Written instruction A
According to the biography of Caleb Whitefoord, why was the French delegate's triumph checked by Whitefoord's reply? Answer in one to three sentences.
Written instruction B
Using the biography of Caleb Whitefoord, decide whether each statement agrees with it. Answer yes or no for each and quote the deciding words. (i) Whitefoord was born in Glasgow. (ii) After moving to London, he became a wine merchant in 1756. (iii) He served as Benjamin Franklin's envoy to Lord Shelburne.
Written instruction C
According to the biography of Caleb Whitefoord, where was he educated?

Selected excerpt
## begin

Caleb Whitefoord  (1734 – 25 January 1810) was a Scottish merchant, diplomat, and political satirist.

Life

He was born in Edinburgh in 1734, probably in the family home of Whitefoord House on the Canongate, the illegitimate son of Colonel Charles (James) Whitefoord of the Royal Marines (son of Sir Adam Whitefoord, 1st Baronet), he was educated at James Mundell's School and Edinburgh University.

He moved to London, and in 1756 became a wine merchant.

In 1782, he served as Lord Shelburne's envoy to Benjamin Franklin on the Peace Commission at Paris. On 30 November 1782, during a meeting with Franklin and a French delegate, Whitefoord recorded that the Frenchman "talked of the growing greatness of America; & that the thirteen United States would form the greatest Empire in the World. — Yes sir, I replied & they will all speak English, every one of 'em. His Triumph was check'd, he understood what was intended to be convey'd, viz. that from a similarity of Language Manners and Religion that great Empire would be English not French".

## end

Pointing dataset excerpts
## begin

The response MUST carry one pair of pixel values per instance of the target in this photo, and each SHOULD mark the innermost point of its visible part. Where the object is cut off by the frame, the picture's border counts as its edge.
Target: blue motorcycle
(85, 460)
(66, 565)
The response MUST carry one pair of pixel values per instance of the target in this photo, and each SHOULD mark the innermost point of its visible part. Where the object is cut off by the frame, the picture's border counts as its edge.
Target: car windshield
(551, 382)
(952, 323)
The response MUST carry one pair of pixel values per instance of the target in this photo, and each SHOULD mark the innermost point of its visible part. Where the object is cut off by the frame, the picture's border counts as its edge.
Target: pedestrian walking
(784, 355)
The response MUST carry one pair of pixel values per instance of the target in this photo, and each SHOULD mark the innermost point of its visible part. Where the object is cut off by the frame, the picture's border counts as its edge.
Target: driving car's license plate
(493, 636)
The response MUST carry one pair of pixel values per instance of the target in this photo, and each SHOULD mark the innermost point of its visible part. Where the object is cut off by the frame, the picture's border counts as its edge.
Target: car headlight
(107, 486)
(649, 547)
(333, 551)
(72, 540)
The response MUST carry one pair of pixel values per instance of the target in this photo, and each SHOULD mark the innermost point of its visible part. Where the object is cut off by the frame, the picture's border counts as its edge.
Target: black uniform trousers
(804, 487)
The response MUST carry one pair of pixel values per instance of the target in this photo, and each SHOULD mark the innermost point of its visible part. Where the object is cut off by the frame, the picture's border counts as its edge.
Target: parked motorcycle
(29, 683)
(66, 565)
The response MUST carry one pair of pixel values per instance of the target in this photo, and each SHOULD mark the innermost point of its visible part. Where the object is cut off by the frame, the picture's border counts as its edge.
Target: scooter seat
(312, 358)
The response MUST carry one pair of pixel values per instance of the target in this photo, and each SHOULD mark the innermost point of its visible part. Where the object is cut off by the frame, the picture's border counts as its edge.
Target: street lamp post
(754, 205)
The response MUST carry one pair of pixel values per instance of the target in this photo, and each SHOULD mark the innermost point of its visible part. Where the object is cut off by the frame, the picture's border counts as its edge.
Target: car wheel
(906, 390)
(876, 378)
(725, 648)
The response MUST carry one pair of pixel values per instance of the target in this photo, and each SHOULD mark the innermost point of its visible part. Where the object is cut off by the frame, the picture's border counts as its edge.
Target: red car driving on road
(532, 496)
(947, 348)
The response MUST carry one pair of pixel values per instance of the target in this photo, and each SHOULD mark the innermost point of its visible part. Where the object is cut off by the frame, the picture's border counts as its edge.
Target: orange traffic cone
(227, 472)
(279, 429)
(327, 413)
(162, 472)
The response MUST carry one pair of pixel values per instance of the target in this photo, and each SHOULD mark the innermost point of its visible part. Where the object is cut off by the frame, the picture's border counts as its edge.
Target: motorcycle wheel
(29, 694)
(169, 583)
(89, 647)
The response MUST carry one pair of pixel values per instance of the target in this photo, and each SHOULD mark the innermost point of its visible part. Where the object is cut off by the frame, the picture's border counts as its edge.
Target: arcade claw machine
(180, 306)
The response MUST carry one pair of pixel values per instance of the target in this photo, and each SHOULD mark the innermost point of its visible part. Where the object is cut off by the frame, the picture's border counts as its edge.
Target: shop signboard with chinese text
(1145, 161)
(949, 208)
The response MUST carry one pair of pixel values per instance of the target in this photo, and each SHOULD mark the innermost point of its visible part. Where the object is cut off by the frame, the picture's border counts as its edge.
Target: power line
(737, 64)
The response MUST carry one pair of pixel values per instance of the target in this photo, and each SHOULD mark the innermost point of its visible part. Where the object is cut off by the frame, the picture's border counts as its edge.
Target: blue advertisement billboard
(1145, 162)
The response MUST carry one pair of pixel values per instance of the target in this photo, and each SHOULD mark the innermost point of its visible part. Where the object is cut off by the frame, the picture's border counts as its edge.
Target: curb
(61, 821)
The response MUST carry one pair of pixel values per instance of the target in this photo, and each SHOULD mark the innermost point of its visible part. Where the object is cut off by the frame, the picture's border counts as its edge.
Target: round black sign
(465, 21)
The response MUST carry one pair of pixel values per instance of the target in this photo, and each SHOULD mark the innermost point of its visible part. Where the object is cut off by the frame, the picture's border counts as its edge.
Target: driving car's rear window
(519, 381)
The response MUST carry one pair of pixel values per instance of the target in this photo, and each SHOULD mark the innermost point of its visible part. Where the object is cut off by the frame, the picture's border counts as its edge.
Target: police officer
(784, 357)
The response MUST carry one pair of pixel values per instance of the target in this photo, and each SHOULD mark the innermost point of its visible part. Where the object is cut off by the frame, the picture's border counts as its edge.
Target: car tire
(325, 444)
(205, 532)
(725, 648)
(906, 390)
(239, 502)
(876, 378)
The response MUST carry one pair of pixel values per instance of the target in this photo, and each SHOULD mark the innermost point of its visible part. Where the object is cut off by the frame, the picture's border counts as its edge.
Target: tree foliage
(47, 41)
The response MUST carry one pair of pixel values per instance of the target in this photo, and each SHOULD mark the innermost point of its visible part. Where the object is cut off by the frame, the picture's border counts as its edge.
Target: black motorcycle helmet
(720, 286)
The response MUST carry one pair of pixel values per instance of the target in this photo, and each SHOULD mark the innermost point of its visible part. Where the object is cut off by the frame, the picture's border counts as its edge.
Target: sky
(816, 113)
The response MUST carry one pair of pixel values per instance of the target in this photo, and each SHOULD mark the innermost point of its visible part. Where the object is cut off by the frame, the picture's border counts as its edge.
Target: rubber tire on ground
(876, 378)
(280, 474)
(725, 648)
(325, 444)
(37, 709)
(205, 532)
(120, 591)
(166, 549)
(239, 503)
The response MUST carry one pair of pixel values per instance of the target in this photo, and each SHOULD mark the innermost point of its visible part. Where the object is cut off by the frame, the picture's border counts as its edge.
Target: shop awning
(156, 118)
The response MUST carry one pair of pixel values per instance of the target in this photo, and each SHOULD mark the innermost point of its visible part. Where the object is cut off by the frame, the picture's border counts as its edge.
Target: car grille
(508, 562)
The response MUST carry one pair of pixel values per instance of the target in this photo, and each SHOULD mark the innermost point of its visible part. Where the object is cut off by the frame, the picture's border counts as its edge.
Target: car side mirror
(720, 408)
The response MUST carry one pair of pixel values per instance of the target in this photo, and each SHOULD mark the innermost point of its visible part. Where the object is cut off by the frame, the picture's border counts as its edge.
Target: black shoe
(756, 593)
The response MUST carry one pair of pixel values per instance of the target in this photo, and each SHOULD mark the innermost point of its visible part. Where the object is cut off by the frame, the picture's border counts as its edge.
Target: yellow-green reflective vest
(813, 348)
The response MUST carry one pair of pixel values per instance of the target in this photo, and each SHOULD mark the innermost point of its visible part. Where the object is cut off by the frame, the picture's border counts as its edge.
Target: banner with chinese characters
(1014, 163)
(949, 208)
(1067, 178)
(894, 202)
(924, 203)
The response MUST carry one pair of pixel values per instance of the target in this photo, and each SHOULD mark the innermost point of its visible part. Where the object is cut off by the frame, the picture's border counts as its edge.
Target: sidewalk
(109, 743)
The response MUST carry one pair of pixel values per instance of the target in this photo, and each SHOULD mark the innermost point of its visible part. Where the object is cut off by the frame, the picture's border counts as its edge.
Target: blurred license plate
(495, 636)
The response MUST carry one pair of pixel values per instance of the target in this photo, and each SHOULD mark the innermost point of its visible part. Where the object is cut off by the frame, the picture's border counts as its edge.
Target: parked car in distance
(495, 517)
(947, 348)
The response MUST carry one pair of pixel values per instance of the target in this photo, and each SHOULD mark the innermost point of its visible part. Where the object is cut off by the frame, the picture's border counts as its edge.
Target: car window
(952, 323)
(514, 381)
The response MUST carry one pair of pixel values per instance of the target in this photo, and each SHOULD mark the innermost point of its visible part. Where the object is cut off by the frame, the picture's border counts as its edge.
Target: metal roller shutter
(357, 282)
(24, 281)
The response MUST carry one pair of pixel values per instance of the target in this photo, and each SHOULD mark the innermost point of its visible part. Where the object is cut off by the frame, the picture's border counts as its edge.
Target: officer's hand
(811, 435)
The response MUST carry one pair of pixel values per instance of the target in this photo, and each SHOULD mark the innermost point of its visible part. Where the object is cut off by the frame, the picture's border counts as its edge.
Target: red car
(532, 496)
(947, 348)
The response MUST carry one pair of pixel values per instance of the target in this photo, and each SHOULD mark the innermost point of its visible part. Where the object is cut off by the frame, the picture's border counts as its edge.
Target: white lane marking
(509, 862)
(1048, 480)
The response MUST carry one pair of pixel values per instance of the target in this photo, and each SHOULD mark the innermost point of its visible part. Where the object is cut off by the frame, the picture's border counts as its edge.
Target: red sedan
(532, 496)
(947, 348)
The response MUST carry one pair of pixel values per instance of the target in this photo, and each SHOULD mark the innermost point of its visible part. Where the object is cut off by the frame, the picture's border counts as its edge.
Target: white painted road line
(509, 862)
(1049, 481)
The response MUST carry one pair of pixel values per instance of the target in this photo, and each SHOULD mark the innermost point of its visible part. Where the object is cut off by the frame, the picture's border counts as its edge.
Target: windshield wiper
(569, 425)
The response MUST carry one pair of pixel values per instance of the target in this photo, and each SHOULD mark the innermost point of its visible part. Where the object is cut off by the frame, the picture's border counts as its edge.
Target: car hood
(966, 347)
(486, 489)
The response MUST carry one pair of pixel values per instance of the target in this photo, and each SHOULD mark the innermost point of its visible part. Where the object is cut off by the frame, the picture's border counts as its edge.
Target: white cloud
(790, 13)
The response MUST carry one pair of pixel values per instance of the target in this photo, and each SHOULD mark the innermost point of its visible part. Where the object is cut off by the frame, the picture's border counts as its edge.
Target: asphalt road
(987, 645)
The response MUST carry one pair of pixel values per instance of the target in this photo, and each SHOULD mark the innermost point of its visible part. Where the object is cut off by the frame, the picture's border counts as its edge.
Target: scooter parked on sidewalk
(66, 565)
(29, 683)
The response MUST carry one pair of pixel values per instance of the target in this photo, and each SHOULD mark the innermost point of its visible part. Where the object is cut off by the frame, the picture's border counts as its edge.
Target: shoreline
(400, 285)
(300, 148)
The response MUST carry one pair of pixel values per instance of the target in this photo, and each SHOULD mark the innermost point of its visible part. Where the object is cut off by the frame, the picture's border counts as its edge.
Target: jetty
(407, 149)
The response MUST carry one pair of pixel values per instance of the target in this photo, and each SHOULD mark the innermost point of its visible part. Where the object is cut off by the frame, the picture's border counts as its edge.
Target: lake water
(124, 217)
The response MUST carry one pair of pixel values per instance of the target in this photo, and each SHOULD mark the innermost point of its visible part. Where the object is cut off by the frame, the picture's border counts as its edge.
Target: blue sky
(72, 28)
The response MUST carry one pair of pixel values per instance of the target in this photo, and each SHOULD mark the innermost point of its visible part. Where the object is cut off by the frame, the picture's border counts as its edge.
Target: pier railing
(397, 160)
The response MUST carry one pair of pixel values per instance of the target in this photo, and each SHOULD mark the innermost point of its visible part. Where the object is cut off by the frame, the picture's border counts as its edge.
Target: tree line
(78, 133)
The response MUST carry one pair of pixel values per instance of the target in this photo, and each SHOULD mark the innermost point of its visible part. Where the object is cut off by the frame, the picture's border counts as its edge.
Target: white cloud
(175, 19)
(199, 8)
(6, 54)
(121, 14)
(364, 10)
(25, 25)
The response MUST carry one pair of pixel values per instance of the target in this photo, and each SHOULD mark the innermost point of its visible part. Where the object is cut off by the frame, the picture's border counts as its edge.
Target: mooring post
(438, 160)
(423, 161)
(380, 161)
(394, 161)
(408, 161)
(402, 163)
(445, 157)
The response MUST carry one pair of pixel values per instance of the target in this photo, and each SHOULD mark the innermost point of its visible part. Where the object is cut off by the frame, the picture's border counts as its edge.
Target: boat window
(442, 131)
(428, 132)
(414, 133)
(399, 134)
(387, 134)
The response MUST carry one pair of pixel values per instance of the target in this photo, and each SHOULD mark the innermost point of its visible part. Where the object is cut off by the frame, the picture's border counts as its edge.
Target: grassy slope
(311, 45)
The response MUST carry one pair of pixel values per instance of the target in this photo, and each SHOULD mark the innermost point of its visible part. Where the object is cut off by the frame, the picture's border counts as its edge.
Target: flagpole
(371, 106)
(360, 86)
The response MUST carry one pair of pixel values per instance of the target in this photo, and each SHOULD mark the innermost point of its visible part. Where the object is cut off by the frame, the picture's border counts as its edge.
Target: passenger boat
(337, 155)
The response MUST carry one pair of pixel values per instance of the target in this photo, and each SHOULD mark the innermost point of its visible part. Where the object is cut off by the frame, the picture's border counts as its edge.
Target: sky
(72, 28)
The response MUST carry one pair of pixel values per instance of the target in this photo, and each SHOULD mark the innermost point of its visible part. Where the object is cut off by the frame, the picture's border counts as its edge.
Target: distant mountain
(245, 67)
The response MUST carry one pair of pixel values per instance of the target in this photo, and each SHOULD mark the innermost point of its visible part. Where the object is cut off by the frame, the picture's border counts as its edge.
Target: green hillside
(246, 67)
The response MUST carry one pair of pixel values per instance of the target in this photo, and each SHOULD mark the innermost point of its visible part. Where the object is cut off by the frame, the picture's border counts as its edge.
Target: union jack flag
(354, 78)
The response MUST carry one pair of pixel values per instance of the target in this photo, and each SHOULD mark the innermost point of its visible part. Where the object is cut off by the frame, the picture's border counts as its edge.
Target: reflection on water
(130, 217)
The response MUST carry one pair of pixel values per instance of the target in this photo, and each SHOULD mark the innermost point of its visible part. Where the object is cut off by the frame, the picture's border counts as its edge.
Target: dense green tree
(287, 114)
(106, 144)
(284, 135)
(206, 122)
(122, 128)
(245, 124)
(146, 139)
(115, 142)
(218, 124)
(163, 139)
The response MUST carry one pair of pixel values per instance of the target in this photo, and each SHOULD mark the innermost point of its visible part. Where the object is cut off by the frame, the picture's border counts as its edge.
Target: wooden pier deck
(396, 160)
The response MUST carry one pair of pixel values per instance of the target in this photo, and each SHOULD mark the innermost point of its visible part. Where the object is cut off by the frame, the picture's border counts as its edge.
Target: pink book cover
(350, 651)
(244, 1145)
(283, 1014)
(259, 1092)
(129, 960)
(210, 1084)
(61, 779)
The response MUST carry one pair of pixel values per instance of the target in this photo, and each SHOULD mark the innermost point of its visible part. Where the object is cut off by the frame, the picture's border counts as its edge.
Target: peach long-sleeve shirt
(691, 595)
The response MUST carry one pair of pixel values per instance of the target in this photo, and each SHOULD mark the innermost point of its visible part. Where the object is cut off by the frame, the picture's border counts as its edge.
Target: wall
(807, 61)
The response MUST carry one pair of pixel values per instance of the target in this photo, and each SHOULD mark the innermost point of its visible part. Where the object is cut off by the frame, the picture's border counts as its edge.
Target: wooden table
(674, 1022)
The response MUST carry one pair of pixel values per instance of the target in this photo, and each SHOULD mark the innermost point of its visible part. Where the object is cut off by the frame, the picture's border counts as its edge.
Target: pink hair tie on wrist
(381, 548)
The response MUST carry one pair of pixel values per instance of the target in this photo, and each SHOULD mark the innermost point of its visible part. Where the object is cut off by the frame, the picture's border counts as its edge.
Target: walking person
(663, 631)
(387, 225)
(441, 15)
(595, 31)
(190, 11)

## end

Correct result A
The Frenchman understood what Whitefoord meant by saying all the states would speak English. Because of a similarity of language, manners and religion, that great empire would be English, not French.

Correct result B
(i) No: "He was born in Edinburgh in 1734"
(ii) Yes: "He moved to London, and in 1756 became a wine merchant."
(iii) No: "he served as Lord Shelburne's envoy to Benjamin Franklin"

Correct result C
At James Mundell's School and Edinburgh University.